Stated goal:
Give again, word for word, only the lines from the one containing "The component shall return one point per instance of the tree" through the final line.

Supplied material:
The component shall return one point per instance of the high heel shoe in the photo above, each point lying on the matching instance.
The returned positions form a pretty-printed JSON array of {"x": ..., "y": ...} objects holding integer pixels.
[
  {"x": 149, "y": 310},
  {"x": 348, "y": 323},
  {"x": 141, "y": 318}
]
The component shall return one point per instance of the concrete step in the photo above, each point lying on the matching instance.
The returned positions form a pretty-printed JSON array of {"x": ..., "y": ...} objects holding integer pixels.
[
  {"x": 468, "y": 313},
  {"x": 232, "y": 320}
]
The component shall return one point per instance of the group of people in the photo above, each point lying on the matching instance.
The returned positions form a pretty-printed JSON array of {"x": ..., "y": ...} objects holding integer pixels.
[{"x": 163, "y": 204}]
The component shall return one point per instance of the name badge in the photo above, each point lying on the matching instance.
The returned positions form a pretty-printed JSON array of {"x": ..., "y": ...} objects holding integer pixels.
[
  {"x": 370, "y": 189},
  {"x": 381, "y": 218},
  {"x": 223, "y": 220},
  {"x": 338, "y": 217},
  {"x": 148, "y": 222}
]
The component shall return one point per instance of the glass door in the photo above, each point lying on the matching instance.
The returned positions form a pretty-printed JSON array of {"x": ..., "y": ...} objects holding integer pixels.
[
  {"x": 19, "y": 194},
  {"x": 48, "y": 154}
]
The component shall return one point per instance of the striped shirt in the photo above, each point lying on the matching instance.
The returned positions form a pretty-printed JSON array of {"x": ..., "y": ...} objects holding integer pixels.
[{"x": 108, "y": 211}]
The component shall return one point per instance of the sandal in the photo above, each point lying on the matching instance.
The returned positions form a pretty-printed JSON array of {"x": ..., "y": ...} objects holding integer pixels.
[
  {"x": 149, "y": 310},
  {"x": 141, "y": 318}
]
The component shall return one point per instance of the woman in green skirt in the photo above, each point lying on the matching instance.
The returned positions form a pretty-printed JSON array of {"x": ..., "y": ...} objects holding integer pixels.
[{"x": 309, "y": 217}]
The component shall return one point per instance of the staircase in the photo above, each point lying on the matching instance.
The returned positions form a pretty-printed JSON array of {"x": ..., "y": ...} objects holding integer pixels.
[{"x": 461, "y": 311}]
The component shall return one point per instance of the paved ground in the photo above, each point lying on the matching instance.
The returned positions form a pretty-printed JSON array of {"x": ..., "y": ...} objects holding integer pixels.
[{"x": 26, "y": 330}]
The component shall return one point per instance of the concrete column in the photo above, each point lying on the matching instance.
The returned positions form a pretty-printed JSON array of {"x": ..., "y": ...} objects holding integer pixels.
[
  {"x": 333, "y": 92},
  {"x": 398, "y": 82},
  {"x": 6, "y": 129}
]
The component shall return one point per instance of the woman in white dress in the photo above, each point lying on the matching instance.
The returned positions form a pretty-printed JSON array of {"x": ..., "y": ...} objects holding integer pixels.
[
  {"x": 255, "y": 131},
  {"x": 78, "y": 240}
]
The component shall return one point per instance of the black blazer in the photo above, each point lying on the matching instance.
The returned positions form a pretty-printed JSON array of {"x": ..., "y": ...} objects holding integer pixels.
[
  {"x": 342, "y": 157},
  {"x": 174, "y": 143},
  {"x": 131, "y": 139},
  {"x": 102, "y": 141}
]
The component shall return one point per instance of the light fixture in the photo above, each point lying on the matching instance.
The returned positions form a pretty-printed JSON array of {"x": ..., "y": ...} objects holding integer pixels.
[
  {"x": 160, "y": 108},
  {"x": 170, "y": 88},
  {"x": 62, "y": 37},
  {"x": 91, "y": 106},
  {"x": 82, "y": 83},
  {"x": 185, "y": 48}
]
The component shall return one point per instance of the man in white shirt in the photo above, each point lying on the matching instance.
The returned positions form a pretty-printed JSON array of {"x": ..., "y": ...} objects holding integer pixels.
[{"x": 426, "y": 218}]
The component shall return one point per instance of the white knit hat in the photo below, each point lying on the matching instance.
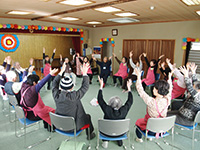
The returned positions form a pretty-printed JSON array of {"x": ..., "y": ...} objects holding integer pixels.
[{"x": 66, "y": 83}]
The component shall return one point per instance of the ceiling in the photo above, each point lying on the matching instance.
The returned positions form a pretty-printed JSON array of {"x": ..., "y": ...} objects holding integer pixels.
[{"x": 165, "y": 11}]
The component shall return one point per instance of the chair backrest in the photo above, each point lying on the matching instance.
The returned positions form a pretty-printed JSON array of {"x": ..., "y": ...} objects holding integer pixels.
[
  {"x": 157, "y": 77},
  {"x": 19, "y": 112},
  {"x": 63, "y": 123},
  {"x": 113, "y": 127},
  {"x": 13, "y": 100},
  {"x": 197, "y": 117},
  {"x": 159, "y": 125}
]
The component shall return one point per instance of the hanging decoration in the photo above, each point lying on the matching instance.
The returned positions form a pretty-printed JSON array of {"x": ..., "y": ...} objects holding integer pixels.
[
  {"x": 185, "y": 40},
  {"x": 9, "y": 43},
  {"x": 32, "y": 28},
  {"x": 107, "y": 39}
]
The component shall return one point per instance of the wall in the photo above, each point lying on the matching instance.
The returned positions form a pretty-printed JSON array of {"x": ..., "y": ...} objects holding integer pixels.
[
  {"x": 31, "y": 46},
  {"x": 171, "y": 30}
]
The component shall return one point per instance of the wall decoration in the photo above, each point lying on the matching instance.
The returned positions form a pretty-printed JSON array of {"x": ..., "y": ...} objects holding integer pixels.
[
  {"x": 31, "y": 28},
  {"x": 9, "y": 43},
  {"x": 185, "y": 40},
  {"x": 107, "y": 39}
]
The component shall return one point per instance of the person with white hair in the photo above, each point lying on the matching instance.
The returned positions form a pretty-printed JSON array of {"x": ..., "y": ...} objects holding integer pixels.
[
  {"x": 68, "y": 101},
  {"x": 3, "y": 79},
  {"x": 12, "y": 87},
  {"x": 114, "y": 110}
]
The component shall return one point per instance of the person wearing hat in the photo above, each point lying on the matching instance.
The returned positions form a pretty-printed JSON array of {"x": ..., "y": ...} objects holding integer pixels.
[
  {"x": 68, "y": 101},
  {"x": 47, "y": 65},
  {"x": 114, "y": 110}
]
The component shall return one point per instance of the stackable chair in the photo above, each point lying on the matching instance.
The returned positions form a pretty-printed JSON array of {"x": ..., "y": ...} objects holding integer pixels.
[
  {"x": 159, "y": 125},
  {"x": 64, "y": 124},
  {"x": 26, "y": 123},
  {"x": 192, "y": 128},
  {"x": 119, "y": 128}
]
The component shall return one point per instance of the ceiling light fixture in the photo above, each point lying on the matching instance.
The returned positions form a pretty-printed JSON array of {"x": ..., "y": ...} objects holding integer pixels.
[
  {"x": 108, "y": 9},
  {"x": 191, "y": 2},
  {"x": 198, "y": 12},
  {"x": 94, "y": 22},
  {"x": 123, "y": 20},
  {"x": 126, "y": 14},
  {"x": 19, "y": 12},
  {"x": 75, "y": 2},
  {"x": 70, "y": 18}
]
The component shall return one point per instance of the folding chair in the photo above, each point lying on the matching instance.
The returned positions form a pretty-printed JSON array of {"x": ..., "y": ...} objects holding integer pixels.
[
  {"x": 26, "y": 123},
  {"x": 64, "y": 124},
  {"x": 159, "y": 126},
  {"x": 193, "y": 128},
  {"x": 118, "y": 128}
]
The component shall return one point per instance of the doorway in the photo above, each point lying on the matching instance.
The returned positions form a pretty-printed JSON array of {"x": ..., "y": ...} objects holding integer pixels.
[{"x": 107, "y": 50}]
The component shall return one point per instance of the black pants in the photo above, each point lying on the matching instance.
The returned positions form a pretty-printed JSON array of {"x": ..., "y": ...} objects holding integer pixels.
[
  {"x": 115, "y": 79},
  {"x": 105, "y": 77},
  {"x": 132, "y": 77},
  {"x": 139, "y": 134}
]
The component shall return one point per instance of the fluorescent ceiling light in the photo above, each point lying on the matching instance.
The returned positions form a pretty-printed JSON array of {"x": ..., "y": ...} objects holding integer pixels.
[
  {"x": 123, "y": 20},
  {"x": 75, "y": 2},
  {"x": 126, "y": 14},
  {"x": 94, "y": 22},
  {"x": 191, "y": 2},
  {"x": 17, "y": 12},
  {"x": 70, "y": 18},
  {"x": 198, "y": 12},
  {"x": 108, "y": 9}
]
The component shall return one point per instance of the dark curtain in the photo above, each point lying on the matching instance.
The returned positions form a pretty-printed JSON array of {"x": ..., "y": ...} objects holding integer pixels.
[
  {"x": 76, "y": 44},
  {"x": 188, "y": 47}
]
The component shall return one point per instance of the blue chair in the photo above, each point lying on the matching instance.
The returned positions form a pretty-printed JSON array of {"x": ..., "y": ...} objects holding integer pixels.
[
  {"x": 119, "y": 128},
  {"x": 26, "y": 123},
  {"x": 159, "y": 125},
  {"x": 193, "y": 128},
  {"x": 65, "y": 123}
]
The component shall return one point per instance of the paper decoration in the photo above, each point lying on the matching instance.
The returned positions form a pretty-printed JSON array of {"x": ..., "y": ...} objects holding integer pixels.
[
  {"x": 107, "y": 39},
  {"x": 185, "y": 40},
  {"x": 9, "y": 43}
]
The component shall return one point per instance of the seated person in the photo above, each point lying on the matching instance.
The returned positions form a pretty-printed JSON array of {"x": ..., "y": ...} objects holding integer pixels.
[
  {"x": 122, "y": 73},
  {"x": 68, "y": 101},
  {"x": 114, "y": 110},
  {"x": 105, "y": 68},
  {"x": 3, "y": 79},
  {"x": 186, "y": 114},
  {"x": 31, "y": 101},
  {"x": 69, "y": 68},
  {"x": 156, "y": 107}
]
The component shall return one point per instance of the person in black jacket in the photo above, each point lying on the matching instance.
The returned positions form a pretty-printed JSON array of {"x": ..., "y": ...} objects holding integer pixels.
[
  {"x": 105, "y": 68},
  {"x": 114, "y": 110}
]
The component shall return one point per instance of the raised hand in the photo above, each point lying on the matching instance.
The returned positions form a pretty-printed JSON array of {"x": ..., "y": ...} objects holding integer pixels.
[
  {"x": 52, "y": 72},
  {"x": 54, "y": 50},
  {"x": 193, "y": 68},
  {"x": 168, "y": 60},
  {"x": 101, "y": 82},
  {"x": 184, "y": 70},
  {"x": 131, "y": 54}
]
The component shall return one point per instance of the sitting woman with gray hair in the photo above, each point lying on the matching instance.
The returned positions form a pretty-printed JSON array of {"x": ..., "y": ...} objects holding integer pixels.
[{"x": 114, "y": 110}]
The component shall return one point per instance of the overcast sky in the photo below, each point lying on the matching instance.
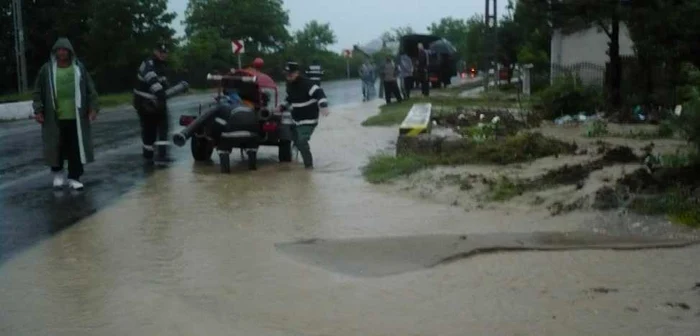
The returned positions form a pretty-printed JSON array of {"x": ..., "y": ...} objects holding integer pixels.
[{"x": 360, "y": 21}]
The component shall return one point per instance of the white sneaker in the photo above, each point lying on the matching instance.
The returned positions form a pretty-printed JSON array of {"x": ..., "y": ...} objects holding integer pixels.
[
  {"x": 75, "y": 185},
  {"x": 58, "y": 180}
]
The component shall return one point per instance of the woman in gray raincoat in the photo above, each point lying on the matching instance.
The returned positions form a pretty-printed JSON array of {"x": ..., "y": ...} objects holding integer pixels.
[
  {"x": 64, "y": 103},
  {"x": 368, "y": 76}
]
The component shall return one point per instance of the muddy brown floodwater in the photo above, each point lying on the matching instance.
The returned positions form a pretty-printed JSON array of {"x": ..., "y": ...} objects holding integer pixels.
[{"x": 193, "y": 252}]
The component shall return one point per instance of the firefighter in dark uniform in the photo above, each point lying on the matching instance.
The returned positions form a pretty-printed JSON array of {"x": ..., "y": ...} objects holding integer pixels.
[
  {"x": 305, "y": 100},
  {"x": 151, "y": 104},
  {"x": 315, "y": 72}
]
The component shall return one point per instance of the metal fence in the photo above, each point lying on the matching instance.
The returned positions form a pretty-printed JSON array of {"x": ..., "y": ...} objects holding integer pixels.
[{"x": 588, "y": 73}]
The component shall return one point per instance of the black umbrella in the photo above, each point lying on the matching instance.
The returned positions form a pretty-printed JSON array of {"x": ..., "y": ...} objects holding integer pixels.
[{"x": 442, "y": 46}]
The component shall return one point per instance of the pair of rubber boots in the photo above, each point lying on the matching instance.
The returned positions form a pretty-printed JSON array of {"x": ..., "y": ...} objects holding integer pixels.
[{"x": 161, "y": 158}]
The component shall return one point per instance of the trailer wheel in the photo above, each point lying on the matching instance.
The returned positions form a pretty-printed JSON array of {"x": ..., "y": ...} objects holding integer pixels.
[
  {"x": 225, "y": 163},
  {"x": 201, "y": 149},
  {"x": 285, "y": 151},
  {"x": 252, "y": 160}
]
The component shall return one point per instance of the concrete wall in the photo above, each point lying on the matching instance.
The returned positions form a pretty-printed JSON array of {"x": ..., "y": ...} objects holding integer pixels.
[{"x": 18, "y": 110}]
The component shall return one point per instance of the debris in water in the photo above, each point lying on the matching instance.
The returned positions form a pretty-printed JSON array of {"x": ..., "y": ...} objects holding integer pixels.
[
  {"x": 681, "y": 305},
  {"x": 603, "y": 290}
]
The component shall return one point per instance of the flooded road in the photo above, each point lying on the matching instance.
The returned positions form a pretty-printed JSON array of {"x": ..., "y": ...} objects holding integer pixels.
[
  {"x": 30, "y": 211},
  {"x": 192, "y": 252}
]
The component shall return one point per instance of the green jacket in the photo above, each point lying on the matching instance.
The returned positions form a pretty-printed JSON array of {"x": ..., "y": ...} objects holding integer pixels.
[{"x": 44, "y": 102}]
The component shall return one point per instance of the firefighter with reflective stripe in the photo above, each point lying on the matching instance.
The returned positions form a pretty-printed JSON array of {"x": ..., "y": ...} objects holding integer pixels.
[
  {"x": 306, "y": 100},
  {"x": 151, "y": 105},
  {"x": 315, "y": 72}
]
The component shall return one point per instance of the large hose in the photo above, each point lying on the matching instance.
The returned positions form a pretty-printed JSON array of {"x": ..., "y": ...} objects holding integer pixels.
[
  {"x": 180, "y": 139},
  {"x": 264, "y": 114}
]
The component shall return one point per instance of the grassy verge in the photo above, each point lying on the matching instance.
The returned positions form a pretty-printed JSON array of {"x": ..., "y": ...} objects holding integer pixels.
[
  {"x": 679, "y": 204},
  {"x": 395, "y": 113},
  {"x": 512, "y": 149}
]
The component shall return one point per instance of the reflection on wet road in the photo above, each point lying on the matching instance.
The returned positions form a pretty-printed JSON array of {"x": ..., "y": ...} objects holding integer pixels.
[{"x": 30, "y": 210}]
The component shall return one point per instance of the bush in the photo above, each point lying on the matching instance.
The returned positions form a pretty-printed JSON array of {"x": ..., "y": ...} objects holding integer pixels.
[{"x": 568, "y": 96}]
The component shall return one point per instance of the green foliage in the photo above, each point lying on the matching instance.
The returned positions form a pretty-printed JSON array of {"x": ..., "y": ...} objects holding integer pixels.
[
  {"x": 315, "y": 36},
  {"x": 383, "y": 168},
  {"x": 688, "y": 123},
  {"x": 568, "y": 96},
  {"x": 597, "y": 128},
  {"x": 511, "y": 149},
  {"x": 679, "y": 204},
  {"x": 482, "y": 131},
  {"x": 504, "y": 188}
]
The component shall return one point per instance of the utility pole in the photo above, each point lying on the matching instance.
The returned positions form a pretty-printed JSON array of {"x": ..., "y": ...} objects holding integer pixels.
[
  {"x": 20, "y": 57},
  {"x": 491, "y": 41}
]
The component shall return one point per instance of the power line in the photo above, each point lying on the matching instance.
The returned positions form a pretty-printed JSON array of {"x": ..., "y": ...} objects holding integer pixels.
[{"x": 20, "y": 57}]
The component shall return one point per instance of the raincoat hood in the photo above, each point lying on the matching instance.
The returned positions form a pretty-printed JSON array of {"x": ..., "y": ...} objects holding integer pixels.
[{"x": 65, "y": 44}]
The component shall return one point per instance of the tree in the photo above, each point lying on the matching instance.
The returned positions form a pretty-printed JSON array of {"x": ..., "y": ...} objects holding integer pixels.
[
  {"x": 663, "y": 35},
  {"x": 120, "y": 34},
  {"x": 395, "y": 34},
  {"x": 606, "y": 16},
  {"x": 7, "y": 50},
  {"x": 474, "y": 43},
  {"x": 261, "y": 23},
  {"x": 508, "y": 44},
  {"x": 533, "y": 20},
  {"x": 315, "y": 36}
]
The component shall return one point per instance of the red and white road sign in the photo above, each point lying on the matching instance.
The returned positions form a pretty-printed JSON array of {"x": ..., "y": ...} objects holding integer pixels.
[{"x": 237, "y": 46}]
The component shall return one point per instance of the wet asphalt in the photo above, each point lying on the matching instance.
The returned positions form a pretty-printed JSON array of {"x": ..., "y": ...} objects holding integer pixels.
[{"x": 30, "y": 210}]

Solution to this exercise:
The component shall return one point per instance of the tree in the photo above, each point lying on the matching instance.
The returned positions form a pretty-printed JSON array of {"x": ..., "y": ...} objects holding integer pixels.
[
  {"x": 663, "y": 35},
  {"x": 120, "y": 34},
  {"x": 395, "y": 34},
  {"x": 606, "y": 16},
  {"x": 7, "y": 50},
  {"x": 474, "y": 43},
  {"x": 261, "y": 23},
  {"x": 508, "y": 44},
  {"x": 533, "y": 20},
  {"x": 315, "y": 36}
]
The component shall return one point per instance of the red and white road sign in the photo above, each point lying on the matching instance.
The returned positions form a pretty-printed JSON array of {"x": ..., "y": ...} objects holding integer pixels.
[{"x": 237, "y": 46}]
The component shall return one point per instance of the wet asphalt in the photo above, each point lying on the matching instance.
The returned positions form a pretty-printed JSON array of {"x": ..., "y": ...} objects holding integer pixels.
[{"x": 30, "y": 210}]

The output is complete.